Every line below that carries the word "gable" needs to be copied.

——————

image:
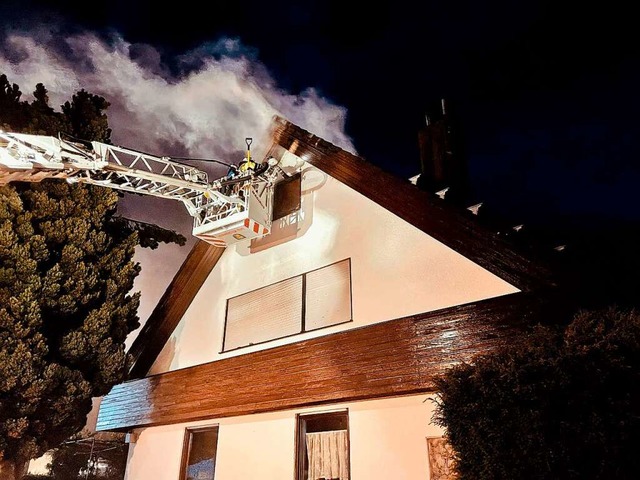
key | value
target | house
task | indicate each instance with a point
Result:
(310, 353)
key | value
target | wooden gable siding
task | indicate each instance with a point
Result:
(396, 357)
(421, 209)
(170, 309)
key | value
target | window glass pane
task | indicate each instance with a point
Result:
(201, 461)
(286, 197)
(323, 443)
(328, 296)
(265, 314)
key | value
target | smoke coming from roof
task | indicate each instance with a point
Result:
(199, 104)
(202, 103)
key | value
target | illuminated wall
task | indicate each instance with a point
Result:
(387, 440)
(397, 270)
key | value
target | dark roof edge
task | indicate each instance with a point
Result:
(172, 306)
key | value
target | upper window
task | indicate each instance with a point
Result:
(199, 453)
(313, 300)
(322, 441)
(286, 196)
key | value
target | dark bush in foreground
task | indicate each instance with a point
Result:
(557, 405)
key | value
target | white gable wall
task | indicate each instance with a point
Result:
(397, 270)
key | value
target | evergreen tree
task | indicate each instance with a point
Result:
(560, 404)
(66, 276)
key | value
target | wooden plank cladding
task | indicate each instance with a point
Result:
(396, 357)
(174, 303)
(419, 208)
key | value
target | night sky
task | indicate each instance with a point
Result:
(545, 91)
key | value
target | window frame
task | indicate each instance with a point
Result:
(186, 447)
(300, 445)
(303, 328)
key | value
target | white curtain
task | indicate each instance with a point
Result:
(328, 455)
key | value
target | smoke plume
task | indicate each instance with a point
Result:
(199, 104)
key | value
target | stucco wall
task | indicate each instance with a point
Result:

——————

◆ Response to the exercise:
target | wooden gable siding
target | white gable wall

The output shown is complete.